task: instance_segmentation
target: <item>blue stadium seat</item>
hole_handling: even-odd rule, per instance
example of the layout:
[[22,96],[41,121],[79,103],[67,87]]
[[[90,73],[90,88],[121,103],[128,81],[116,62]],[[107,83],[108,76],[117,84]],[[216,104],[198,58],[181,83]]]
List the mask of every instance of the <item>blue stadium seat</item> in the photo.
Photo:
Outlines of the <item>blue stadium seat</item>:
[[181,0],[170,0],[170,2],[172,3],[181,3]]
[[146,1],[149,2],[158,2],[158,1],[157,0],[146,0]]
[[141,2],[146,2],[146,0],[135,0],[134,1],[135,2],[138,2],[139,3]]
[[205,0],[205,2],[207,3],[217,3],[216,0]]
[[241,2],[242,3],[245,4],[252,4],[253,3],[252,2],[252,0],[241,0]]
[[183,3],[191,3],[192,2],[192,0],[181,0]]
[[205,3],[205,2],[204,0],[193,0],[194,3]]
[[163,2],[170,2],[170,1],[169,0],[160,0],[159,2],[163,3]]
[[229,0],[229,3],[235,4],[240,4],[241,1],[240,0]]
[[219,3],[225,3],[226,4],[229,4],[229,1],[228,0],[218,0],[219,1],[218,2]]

__________

**Prompt:** Rewrite the records above, putting "gray stadium seat" wherever "blue stadium seat" appears and leaving everything else unchanged.

**Complete answer:**
task: instance_segmentation
target: <item>gray stadium seat</item>
hole_handling: even-odd rule, per instance
example of the layout:
[[22,96],[41,121],[79,103],[67,87]]
[[[90,73],[90,88],[121,103],[128,81],[116,62]],[[107,83],[108,76],[117,84]],[[216,104],[198,58],[181,83]]]
List the mask of every instance of the <item>gray stadium seat</item> in the photo.
Photo:
Outlines of the <item>gray stadium seat</item>:
[[181,0],[170,0],[170,2],[172,3],[181,3]]
[[146,1],[149,2],[158,2],[158,1],[157,0],[146,0]]
[[141,2],[146,2],[146,0],[135,0],[134,1],[135,2],[138,2],[139,3]]
[[205,0],[205,2],[207,3],[217,3],[216,0]]
[[241,2],[242,3],[245,4],[252,4],[253,3],[252,2],[252,0],[241,0]]
[[183,3],[191,3],[192,2],[192,0],[181,0]]
[[205,3],[205,2],[204,0],[193,0],[194,3]]
[[163,2],[170,2],[170,1],[169,0],[160,0],[159,2],[163,3]]
[[229,0],[229,3],[235,4],[240,4],[241,1],[240,0]]
[[219,3],[225,3],[226,4],[229,4],[229,1],[228,0],[218,0],[219,1],[218,2]]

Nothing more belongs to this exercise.